— What this task involves —
Count the lines below that contain the string "boat", treating uppercase and lowercase as different. Give only the number.

— Input material —
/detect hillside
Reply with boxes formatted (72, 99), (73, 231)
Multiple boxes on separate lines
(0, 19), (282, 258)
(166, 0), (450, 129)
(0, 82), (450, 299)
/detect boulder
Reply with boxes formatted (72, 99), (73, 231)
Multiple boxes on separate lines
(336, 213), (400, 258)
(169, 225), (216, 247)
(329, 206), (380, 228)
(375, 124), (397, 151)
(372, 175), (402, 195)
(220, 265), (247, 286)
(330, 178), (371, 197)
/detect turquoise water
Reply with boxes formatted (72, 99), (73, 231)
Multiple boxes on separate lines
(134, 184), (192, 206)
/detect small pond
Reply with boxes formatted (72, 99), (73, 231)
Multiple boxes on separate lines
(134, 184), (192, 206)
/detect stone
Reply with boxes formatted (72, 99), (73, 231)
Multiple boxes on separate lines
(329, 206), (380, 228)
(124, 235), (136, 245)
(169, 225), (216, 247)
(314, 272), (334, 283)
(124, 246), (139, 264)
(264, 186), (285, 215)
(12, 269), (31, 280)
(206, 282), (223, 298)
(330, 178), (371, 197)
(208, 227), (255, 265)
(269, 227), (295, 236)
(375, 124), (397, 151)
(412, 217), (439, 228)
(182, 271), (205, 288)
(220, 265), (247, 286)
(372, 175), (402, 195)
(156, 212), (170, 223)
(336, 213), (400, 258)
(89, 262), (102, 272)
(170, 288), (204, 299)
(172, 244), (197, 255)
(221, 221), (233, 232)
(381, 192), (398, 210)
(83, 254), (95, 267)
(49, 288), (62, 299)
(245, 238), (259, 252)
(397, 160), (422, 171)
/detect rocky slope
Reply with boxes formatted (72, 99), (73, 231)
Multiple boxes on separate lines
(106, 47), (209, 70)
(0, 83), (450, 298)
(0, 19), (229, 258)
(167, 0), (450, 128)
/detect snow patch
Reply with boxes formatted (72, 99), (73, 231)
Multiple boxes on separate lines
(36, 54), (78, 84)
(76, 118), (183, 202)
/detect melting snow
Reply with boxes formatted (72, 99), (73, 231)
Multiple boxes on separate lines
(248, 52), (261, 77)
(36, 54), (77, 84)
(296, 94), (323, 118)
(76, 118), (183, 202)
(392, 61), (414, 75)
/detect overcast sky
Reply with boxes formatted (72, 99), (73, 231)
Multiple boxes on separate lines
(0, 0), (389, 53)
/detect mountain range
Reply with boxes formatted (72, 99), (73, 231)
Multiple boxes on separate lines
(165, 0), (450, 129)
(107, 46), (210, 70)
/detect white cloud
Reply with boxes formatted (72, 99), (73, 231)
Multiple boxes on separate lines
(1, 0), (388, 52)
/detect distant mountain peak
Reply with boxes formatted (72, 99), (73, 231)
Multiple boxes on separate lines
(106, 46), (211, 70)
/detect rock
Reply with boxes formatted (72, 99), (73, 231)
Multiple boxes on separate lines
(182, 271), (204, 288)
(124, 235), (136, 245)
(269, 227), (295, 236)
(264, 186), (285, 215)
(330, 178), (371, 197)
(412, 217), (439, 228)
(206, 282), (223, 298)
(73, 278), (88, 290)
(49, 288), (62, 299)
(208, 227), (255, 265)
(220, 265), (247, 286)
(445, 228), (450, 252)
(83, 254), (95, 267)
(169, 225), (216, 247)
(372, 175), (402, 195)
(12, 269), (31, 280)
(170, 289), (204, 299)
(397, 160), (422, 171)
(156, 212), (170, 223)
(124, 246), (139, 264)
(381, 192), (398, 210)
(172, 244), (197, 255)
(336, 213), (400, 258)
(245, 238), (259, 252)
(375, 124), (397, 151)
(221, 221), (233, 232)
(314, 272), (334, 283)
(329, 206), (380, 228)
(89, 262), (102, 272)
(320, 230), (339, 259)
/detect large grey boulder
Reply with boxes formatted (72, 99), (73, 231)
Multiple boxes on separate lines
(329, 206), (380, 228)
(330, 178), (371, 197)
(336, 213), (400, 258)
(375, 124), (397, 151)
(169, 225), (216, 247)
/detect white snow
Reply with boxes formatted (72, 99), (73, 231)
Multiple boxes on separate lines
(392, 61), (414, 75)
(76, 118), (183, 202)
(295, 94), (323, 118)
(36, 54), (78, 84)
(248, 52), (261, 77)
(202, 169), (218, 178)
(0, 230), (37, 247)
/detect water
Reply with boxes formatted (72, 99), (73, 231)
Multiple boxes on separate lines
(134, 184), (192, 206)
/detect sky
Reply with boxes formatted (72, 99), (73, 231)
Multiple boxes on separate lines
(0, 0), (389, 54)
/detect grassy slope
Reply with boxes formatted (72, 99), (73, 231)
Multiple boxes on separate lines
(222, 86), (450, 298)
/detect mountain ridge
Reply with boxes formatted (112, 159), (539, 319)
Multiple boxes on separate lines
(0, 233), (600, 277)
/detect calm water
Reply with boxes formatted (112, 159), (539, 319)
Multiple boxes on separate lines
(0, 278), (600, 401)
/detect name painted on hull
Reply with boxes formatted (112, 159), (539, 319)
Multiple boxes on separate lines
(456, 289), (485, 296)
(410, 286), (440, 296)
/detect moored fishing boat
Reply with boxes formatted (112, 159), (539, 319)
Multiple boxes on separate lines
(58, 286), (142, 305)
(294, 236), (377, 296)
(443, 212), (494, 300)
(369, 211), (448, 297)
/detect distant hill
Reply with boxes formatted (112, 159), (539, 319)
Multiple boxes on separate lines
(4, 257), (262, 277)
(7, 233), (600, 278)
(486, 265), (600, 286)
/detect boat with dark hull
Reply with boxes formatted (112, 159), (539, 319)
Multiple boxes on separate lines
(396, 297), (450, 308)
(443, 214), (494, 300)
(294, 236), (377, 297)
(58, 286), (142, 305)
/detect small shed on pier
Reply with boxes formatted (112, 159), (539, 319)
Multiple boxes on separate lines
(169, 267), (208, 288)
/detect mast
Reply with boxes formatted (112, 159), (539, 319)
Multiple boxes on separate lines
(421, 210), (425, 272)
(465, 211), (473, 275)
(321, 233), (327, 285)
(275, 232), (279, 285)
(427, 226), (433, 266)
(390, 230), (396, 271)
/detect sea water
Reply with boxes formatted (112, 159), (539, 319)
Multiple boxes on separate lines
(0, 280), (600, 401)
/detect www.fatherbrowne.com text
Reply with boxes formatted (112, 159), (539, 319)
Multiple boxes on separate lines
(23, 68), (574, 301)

— Task response —
2